[Begin SUPPLIED INFORMATION]

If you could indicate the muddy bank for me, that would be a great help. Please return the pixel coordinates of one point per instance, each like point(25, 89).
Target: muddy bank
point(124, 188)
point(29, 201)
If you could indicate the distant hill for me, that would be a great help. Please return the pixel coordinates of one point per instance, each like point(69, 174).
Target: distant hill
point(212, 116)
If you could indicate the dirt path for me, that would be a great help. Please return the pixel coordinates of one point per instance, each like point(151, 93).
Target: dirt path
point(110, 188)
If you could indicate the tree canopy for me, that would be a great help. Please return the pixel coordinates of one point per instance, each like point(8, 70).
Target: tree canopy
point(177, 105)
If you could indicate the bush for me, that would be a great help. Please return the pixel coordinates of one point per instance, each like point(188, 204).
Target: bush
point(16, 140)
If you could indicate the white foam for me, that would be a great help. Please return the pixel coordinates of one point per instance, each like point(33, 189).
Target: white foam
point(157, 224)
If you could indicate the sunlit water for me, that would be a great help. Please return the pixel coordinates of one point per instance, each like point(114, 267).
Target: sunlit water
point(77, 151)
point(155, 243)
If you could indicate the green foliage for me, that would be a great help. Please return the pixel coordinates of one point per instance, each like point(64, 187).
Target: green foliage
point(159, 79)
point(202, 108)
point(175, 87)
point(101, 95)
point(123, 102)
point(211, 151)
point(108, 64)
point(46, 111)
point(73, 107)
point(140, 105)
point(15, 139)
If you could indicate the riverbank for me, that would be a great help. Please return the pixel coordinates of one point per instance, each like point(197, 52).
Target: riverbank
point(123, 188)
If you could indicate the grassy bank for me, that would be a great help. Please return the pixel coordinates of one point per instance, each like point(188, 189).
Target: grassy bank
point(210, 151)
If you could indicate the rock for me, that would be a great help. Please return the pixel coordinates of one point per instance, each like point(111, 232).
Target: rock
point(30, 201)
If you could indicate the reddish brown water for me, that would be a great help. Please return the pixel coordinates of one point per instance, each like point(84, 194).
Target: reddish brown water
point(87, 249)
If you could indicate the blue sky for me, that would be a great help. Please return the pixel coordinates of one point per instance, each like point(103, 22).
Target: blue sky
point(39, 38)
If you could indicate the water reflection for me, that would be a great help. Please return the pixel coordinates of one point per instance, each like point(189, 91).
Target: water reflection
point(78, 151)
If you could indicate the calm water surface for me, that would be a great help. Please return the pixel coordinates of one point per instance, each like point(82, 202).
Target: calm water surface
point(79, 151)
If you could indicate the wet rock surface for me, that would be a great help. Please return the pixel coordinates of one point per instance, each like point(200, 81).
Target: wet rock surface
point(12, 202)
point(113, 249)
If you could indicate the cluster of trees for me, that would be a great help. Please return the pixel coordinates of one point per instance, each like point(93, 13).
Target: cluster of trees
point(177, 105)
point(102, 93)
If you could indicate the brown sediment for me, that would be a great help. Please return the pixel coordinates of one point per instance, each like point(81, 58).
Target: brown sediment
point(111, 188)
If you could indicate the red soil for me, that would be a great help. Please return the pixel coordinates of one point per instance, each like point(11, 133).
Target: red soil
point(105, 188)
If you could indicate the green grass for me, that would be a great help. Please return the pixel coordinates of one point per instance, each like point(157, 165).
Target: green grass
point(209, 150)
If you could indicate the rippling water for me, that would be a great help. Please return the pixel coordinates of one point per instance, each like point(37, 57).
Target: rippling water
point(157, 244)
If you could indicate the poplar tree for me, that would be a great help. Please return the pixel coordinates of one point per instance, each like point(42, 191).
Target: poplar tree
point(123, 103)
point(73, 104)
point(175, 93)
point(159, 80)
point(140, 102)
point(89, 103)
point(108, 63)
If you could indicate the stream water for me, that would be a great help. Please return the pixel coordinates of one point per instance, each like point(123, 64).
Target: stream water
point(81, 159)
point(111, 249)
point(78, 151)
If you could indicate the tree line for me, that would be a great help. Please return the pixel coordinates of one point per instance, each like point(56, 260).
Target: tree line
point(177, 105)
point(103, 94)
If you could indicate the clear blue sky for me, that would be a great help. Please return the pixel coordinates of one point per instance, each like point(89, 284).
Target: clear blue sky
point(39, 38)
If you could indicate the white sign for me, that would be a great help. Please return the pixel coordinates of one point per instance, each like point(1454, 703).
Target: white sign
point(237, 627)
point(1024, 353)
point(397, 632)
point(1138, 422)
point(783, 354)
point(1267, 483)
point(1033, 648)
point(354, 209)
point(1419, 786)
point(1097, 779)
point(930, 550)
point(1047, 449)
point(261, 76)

[End SUPPLIED INFORMATION]

AIM OF THE TASK> Update the material above by changing every "that would be a great help" to "I would appreciate it" and leaving everything else as it is.

FULL OUTPUT>
If you could indicate the muddy bank for me, I would appreciate it. Please return the pixel coordinates of one point per instance, each like point(25, 89).
Target: muddy bank
point(124, 188)
point(29, 201)
If you could indicate the distant hill for me, I would appreciate it. Please return the pixel coordinates of one point per instance, each like point(69, 174).
Target: distant hill
point(212, 116)
If you could indicate the dirt path for me, I would appreciate it. Please return the pixel coordinates of one point per instance, each like point(151, 93).
Target: dirt path
point(110, 188)
If you could indicate the tree canopy for me, I would appreciate it. Please return the pixel coordinates of one point per instance, each like point(8, 70).
Target: tree canopy
point(177, 105)
If you could indicate the bush for me, I would appreciate it. Please return the pixel coordinates of one point per instance, each like point(188, 204).
Target: bush
point(16, 140)
If you could indicate the white foam for me, I would appreciate it. Please return the pixel coordinates of one point per instance, each like point(33, 189).
Target: white foam
point(157, 224)
If you could indicate the sunlit water for me, I would appreciate it. Please return the pixel coordinates of one point per instance, each like point(114, 267).
Target: sunlit water
point(77, 151)
point(155, 243)
If you could indicate the green foliage for me, I would appreciate it. Please return the pixel coordinates of one point per instance, each like point(64, 187).
Target: green foliage
point(159, 79)
point(202, 108)
point(175, 87)
point(101, 95)
point(123, 102)
point(211, 151)
point(108, 64)
point(46, 111)
point(73, 107)
point(140, 105)
point(15, 139)
If you could indicate the riverbank for me, I would appreciate it. Please return the pixel coordinates of one point per instance, each like point(197, 52).
Target: riverbank
point(123, 188)
If you could indicate the grassy bank for me, I would appreciate it. Please return the pixel coordinates of one point per instance, each like point(188, 189).
Target: grassy bank
point(210, 151)
If you could indicate the rock for me, I would appreciate it. Please return the pixel coordinates of one point per instance, each like point(111, 232).
Target: rock
point(30, 201)
If you could indicate the reddish brown water for me, I would appreciate it. Please return the pixel coordinates of one point per instance, each like point(84, 194).
Target: reddish brown water
point(87, 249)
If you could indicate the blue sky for me, I would appreciate it. Please return the pixel coordinates of one point per instance, each like point(103, 22).
Target: blue sky
point(39, 38)
If you could indicate the water reflection for me, I would appreciate it. Please return the pixel coordinates of one point per instance, each like point(189, 91).
Target: water reflection
point(78, 151)
If you could indicate the calm water surface for me, I would appreciate it. Please return the pixel coordinates of one point per instance, each like point(82, 202).
Target: calm water surface
point(79, 151)
If you could indicate the wet rock surface for me, I would appreciate it. Please return the pixel coordinates of one point per instance, each like point(200, 81).
Target: wet rock surface
point(12, 202)
point(113, 249)
If you could indicate the cluster of trees for me, I would appreciate it. Please return the pixel coordinates of one point per instance, each like point(93, 13).
Target: cluster of trees
point(177, 105)
point(102, 93)
If you could indicate the brown sediment for me, I would appreciate it. Please return the pixel coordinates of one point per instance, each like point(81, 58).
Target: brown sediment
point(111, 188)
If you could indicate the red soil for me, I would appreciate it. Please return the pixel coordinates of one point per instance, each like point(11, 133).
Target: red soil
point(105, 188)
If you could indicate the green grass for me, I would appreciate it. Please return the pixel coordinates of one point per instance, each like point(157, 165).
Target: green grass
point(209, 150)
If you could indicate the rippling water for me, I would appreciate it. Please return the pixel coordinates of one point per instance, each like point(37, 57).
Target: rippling water
point(157, 244)
If you could indicate the poplar tree for me, I would appreciate it. Please return the pixel coordinates of one point per instance, each like point(42, 191).
Target: poplar tree
point(123, 103)
point(73, 104)
point(175, 93)
point(159, 80)
point(140, 102)
point(89, 103)
point(108, 63)
If you could indicate the stream water for me, I would appreciate it. Please return the pixel coordinates of one point per instance, each like point(123, 64).
Target: stream water
point(81, 159)
point(111, 249)
point(78, 151)
If you could indicate the tree line for me, I would appreciate it. Please return the pixel coordinates of one point per instance, each like point(56, 260).
Target: tree line
point(177, 105)
point(103, 94)
If you could indicate the clear blue sky for me, I would appreciate it. Please return the pixel coordinates of one point per instance, each like point(89, 284).
Target: clear blue sky
point(39, 38)
If you could indicate the white sign for me, I would appreciate it. Please return the pixel coordinates of one point per instance, each like point(1454, 703).
Target: white sign
point(237, 627)
point(1024, 353)
point(397, 632)
point(1138, 422)
point(783, 354)
point(1267, 483)
point(1033, 648)
point(354, 209)
point(1419, 786)
point(1097, 779)
point(930, 550)
point(1047, 449)
point(261, 76)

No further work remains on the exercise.